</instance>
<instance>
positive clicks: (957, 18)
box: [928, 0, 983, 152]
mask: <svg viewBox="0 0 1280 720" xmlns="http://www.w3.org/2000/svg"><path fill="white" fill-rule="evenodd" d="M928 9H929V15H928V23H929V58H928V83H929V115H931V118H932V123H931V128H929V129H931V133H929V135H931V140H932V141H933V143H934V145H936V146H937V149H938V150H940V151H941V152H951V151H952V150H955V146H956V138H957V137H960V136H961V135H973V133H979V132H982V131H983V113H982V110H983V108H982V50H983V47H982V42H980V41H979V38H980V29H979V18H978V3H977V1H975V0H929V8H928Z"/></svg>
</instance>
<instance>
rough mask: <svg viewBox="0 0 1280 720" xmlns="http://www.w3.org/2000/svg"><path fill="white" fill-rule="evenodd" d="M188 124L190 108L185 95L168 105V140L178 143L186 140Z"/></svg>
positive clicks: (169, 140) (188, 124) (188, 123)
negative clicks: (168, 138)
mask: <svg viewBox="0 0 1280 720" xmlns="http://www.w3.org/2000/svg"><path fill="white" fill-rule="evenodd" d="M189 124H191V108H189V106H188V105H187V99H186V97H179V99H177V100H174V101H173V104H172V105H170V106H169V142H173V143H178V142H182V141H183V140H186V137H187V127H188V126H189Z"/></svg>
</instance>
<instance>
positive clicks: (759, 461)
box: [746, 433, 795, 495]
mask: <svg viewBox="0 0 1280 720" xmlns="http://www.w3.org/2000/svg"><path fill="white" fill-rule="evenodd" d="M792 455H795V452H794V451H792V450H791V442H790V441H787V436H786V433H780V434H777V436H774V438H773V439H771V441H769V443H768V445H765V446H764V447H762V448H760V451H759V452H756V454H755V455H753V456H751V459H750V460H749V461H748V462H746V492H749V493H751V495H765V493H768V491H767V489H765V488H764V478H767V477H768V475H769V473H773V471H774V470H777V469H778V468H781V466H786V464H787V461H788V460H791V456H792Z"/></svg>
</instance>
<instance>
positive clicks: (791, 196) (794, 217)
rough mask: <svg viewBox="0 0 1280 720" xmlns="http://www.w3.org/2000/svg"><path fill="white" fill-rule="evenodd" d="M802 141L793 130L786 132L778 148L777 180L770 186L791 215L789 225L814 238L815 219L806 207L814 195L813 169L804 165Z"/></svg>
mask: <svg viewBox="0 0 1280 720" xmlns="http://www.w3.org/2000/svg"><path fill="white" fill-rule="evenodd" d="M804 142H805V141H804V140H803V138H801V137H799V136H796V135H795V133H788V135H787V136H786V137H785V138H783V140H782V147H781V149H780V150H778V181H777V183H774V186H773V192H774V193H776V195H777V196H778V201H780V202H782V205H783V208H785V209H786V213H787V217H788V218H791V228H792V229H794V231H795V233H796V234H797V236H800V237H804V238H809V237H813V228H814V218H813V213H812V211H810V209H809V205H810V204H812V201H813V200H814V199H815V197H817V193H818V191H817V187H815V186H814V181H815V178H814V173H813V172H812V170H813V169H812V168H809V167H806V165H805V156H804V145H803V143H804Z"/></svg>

*Assignment*:
Give again, word for word, every line of the listing above from the one with "negative clicks: (168, 138)" to the one with "positive clicks: (759, 461)", both inclusive, and nothing beyond them.

*Your response*:
negative clicks: (168, 138)
mask: <svg viewBox="0 0 1280 720" xmlns="http://www.w3.org/2000/svg"><path fill="white" fill-rule="evenodd" d="M189 124H191V108H189V106H188V105H187V99H186V97H179V99H177V100H174V101H173V104H172V105H170V106H169V142H173V143H178V142H182V141H183V140H186V137H187V127H188V126H189Z"/></svg>
</instance>
<instance>
positive clicks: (759, 461)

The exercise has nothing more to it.